_GIVEN PROBLEM:_
Recast the material below as a two-column CSV with the headers "request" and "coordinates", one row per request. Put each request's text and its answer in a single quoted field, turn line breaks into spaces, and leave out the pictures.

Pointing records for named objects
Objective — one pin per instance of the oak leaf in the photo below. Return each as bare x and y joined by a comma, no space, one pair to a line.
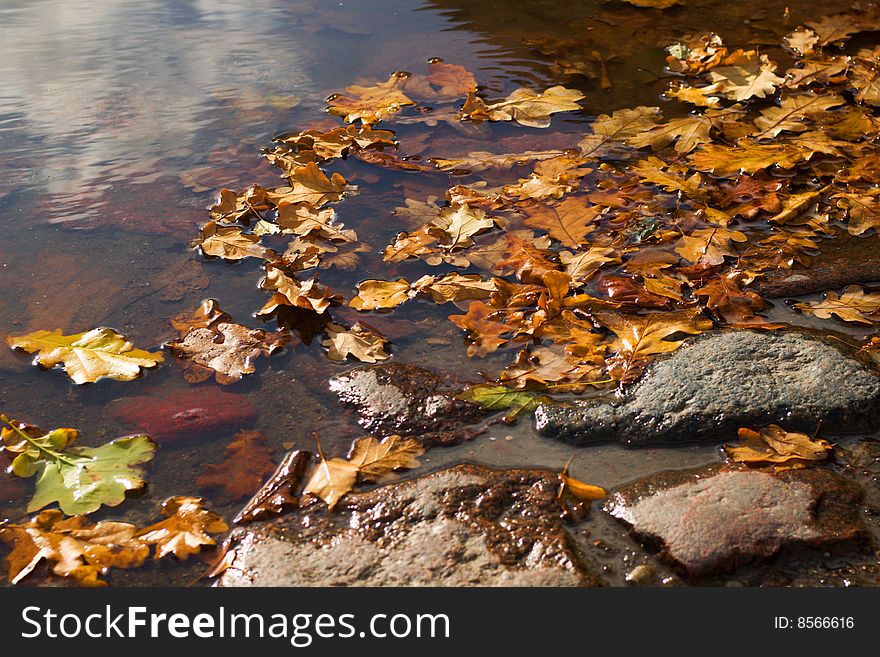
641,336
226,350
370,459
774,445
185,530
359,341
371,104
247,461
230,243
852,305
87,357
73,547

_ANSWER IN FULL:_
request,coordinates
"Objective — one pin per instance of the oak leaf in the photo below. Return each as bare x and y joined by a comma, no space, one pair to a line.","641,336 226,350 370,459 774,445 185,530 359,341 371,104 247,461 230,243 852,305 87,357 73,547"